TEXT SHOWN »
BEGIN
The Raven is a composite monoplane with a unique paint scheme that paid tribute to the bird species Corvus corax, which has been observed performing aerobatics apparently for fun. Registered as a Kraska Rebel 2300 homebuilt aircraft (N711WH), Handley modified the design with a wing designed for the Zivko Edge 540, and many other custom details such that the Raven was a one-of-a-kind aircraft of Handley's design. The Raven was capable of +/-16G, over 380 degrees per second roll rate, a 4000 ft per minute rate of climb, stunning tumbles, torque rolls, tailslides, and any other maneuver Handley could create. This aircraft performed for airshow crowds for over a decade up until August 2005, when it was retired to the Evergreen Aviation Museum.

In 1998, with sponsorship by Oracle, he set out to create the Oracle Turbo Raven, which was the world's only aerobatic aircraft with a thrust-to-weight ratio higher than one (more thrust than weight). He teamed up with Richard Giles of AkroTech Aviation, and AgAir Systems, and the Oracle Turbo Raven was built and registered as a Giles G-750 (N17HE). The composite airframe was based on the Giles G-202 design, with an empty weight of 1,600 pounds (725 kg). It was fitted with a 750 hp Pratt & Whitney PT6A-25C turboprop that generated 2,800 pounds (12,500 N) of thrust, which gave the aircraft a power loading of less than 2.7 lb/hp at ready-to-fly weights. With this power loading, the Oracle Turbo Raven could fly straight up, hover in mid-air, back up, stop, and then accelerate straight up out of the hover. The aircraft also had enough power that it could recover from flat spins simply by flying out of them with the nose still on the horizon. The aircraft had a maximum speed of 300 mi/h and a roll rate of 450 degrees per second.
END
COLLECTED DATA »
BEGIN
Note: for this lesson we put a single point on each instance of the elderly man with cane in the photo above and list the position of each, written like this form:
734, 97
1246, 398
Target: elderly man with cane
END
TASKS TO PERFORM »
• A. Please list every aircraft type designation in the aircraft text that pairs a maker's or designer's name with a model number.
• B. Copy the portion of the aircraft text between "The Raven is" and "Evergreen Aviation Museum.", inclusive.
The data is separate material from the aircraft text.

RESPONSES »
• A.
Kraska Rebel 2300
Zivko Edge 540
Giles G-750
Giles G-202

• B.
The Raven is a composite monoplane with a unique paint scheme that paid tribute to the bird species Corvus corax, which has been observed performing aerobatics apparently for fun. Registered as a Kraska Rebel 2300 homebuilt aircraft (N711WH), Handley modified the design with a wing designed for the Zivko Edge 540, and many other custom details such that the Raven was a one-of-a-kind aircraft of Handley's design. The Raven was capable of +/-16G, over 380 degrees per second roll rate, a 4000 ft per minute rate of climb, stunning tumbles, torque rolls, tailslides, and any other maneuver Handley could create. This aircraft performed for airshow crowds for over a decade up until August 2005, when it was retired to the Evergreen Aviation Museum.